▸ **Set exercise a**
Reproduce, word for word, the stretch from "10Every faculty in" through "judging about them." in the passage on judging the sentiments of others.
# Start of Excerpted passage
8Philosophers have, of late years, considered chiefly the tendency of affections, and have given little attention to the relation which they stand in to the cause which excites them. In common life, however, when we judge of any person’s conduct, and of the sentiments which directed it, we constantly consider them under both these aspects. When we blame in another man the excesses of love, of grief, of resentment, we not only consider the ruinous effects which they tend to produce, but the little occasion which was given for them. The merit of his favourite, we say, is not so great, his misfortune is not so dreadful, his provocation is not so extraordinary, as to justify so violent a passion. We should have indulged, we say; perhaps, have approved of the violence of his emotion, had the cause been in any respect proportioned to it.
9When we judge in this manner of any affection, as proportioned or disproportioned to the cause which excites it, it is scarce possible that we should make use of any other rule or canon but the correspondent affection in ourselves. If, upon bringing the case home to our own breast, we find that the sentiments which it gives occasion to, coincide and tally with our own, we necessarily approve of them as proportioned and suitable to their objects; if otherwise, we necessarily disapprove of them, as extravagant and out of proportion.
10Every faculty in one man is the measure by which he judges of the like faculty in another. I judge of your sight by my sight, of your ear by my ear, of your reason by my reason, of your resentment by my resentment, of your love by my love. I neither have, nor can have, any other way of judging about them.
The same subject continued
1We may judge of the propriety or impropriety of the sentiments of another person by their correspondence or disagreement with our own, upon two different occasions; either, first, when the objects which excite them are considered without any peculiar relation, either to ourselves or to the person whose sentiments we judge of; or, secondly, when they are considered as peculiarly affecting one or other of us.
21. With regard to those objects which are considered without any peculiar relation either to ourselves or to the person whose sentiments we judge of; wherever his sentiments entirely correspond with our own, we ascribe to him the qualities of taste and good judgment. The beauty of a plain, the greatness of a mountain, the ornaments of a building, the expression of a picture, the composition of a discourse, the conduct of a third person, the proportions of different quantities and numbers, the various appearances which the great machine of the universe is perpetually exhibiting, with the secret wheels and springs which produce them; all the general subjects of science and taste, are what we and our acompaniona regard as having no peculiar relation to either of us. We both look at them from the same point of view, and we have no occasion for sympathy, or for that imaginary change of situations from which it arises, in order to produce, with regard to these, the most perfect harmony of sentiments and affections. If, notwithstanding, we are often differently affected, it arises either from the different degrees of attention, which our different habits of life allow us to give easily to the several parts of those complex objects, or from the different degrees of natural acuteness in the faculty of the mind to which they are addressed.
# End of Excerpted passage
# Start of Entries
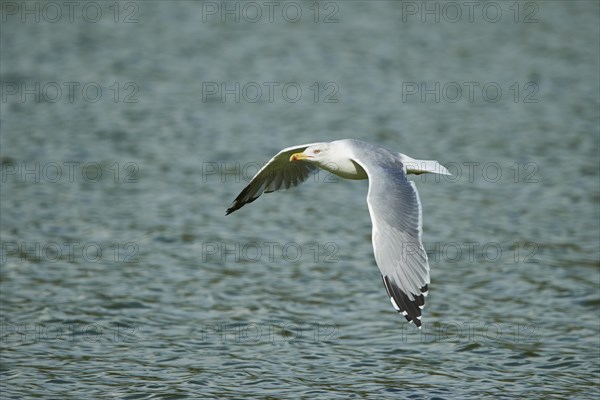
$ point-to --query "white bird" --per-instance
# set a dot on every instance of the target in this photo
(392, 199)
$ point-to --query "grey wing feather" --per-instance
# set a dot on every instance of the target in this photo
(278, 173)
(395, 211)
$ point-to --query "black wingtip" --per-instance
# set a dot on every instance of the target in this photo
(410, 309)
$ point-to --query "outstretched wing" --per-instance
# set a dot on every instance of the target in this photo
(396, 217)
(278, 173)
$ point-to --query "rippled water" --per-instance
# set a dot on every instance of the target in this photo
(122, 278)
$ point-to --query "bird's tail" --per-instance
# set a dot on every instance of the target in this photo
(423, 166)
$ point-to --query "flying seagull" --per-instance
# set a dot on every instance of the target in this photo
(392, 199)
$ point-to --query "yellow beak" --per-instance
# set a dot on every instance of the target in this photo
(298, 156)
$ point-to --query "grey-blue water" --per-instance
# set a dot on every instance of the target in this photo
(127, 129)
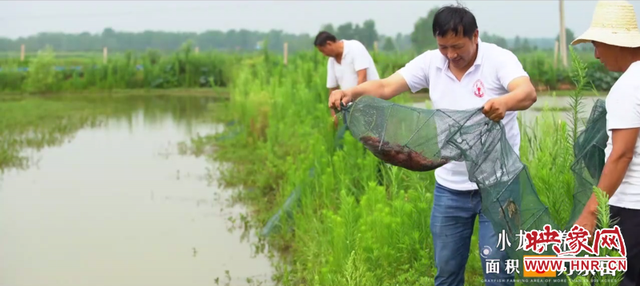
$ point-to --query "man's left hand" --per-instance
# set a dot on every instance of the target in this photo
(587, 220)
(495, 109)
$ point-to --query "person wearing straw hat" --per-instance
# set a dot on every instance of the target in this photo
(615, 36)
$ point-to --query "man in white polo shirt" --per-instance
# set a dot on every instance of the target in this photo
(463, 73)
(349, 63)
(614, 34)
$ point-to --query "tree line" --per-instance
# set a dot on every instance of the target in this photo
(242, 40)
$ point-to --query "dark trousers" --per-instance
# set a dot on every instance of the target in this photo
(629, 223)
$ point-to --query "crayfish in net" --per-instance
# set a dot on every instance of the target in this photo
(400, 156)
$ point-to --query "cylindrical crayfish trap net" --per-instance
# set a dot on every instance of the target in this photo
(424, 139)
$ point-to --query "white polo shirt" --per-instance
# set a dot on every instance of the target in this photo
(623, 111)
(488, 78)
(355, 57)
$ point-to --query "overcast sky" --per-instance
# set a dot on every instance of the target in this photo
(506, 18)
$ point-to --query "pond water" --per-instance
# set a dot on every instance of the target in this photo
# End of Entries
▸ **Set exercise b**
How many lines of the listing contain the string "shirt"? Answer with the number alone.

▸ **Worked solution a**
10Every faculty in one man is the measure by which he judges of the like faculty in another. I judge of your sight by my sight, of your ear by my ear, of your reason by my reason, of your resentment by my resentment, of your love by my love. I neither have, nor can have, any other way of judging about them.

▸ **Worked solution b**
2